We spent
Easter weekend in South Tyrol, also known as Trento/Alto Adige, a
semi-autonomous region in northern Italy.
It had been part of the Austro-Hungarian Empire until World War I, when
the Allies handed it over to Italy as a thank-you gift for coming to their
war. Later, when the Fascists stepped onto
the scene, they attempted a full-on “Italianization” of the region, banning the
teaching of German in schools and assigning Latinized (and often goofy-sounding)
names onto all of the towns – hence Salthaus, the town where we stayed, is
recognized by my GPS as “Saltusio.” As
you might imagine, the locals didn’t (and still don’t) have a lot of love for
their Roman landlords, but things have evolved into a sort of equilibrium: the
dominant language is now German, but all the signs are in both German and
Italian. Almost all of the tax revenue
stays within the region. According to a
guy I know from Siena, jobs in Alto Adige pay very well and are highly coveted,
the catch being that you need to speak German to work there. All that being said, if you ever find
yourself in conversation with a Südtirolese, you probably shouldn’t refer to them
as “Italian.”

(Excerpts from point annotation data)
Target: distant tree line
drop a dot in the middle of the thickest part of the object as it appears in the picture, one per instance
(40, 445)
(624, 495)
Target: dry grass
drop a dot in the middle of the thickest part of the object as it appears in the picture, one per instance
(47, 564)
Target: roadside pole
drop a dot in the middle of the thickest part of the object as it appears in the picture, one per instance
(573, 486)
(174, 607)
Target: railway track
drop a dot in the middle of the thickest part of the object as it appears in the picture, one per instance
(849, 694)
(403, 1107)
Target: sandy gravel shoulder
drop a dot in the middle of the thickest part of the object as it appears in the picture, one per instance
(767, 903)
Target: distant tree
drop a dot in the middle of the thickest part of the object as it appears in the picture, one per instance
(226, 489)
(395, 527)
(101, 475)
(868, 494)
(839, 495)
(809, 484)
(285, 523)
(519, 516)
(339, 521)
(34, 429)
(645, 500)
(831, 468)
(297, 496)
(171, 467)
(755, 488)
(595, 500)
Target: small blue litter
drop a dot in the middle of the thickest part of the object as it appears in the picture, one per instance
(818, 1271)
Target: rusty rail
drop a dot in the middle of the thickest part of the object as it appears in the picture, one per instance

What is expected
Pick up the passage about South Tyrol above where it ends and continue it.

Result
We left
Geneva around 2pm on Maundy Thursday.
There are two ways you can get there from here: up and over the Alps,
taking a right at Zürich and crossing one of the mountain passes; or down and
under the Alps, through the Mont Blanc Tunnel, past Milan and then hanging a
left a Lago di Garda. We opted for the
latter, which is less scenic but usually a little faster. I was on teleconferences for the first two
hours of the trip, so time passed in that choppy, disoriented way that happens
when you’re on the phone and driving at the same time. East of Milan we stopped for dinner at an Autogrill, an Italian chain of
highway-rest-stop restaurants which are prevalent in this part of Europe, and superior
to most restaurants you will find anywhere in the United States. It’s cafeteria style, but there are always
different sections – a salad bar, a pasta station, a meat station,
dessert. Even though they’re cooking for
hundreds of people, somehow they manage to get the pasta al dente. The silverware is actual
silverware. Out where you sit and eat, a
collection of glass bottles of olive oil and vinegar are waiting. We split a tortelloni with spinach and a bowl
of clementines. I saw a guy in his 20s
with a plate of grilled zucchini in front of him.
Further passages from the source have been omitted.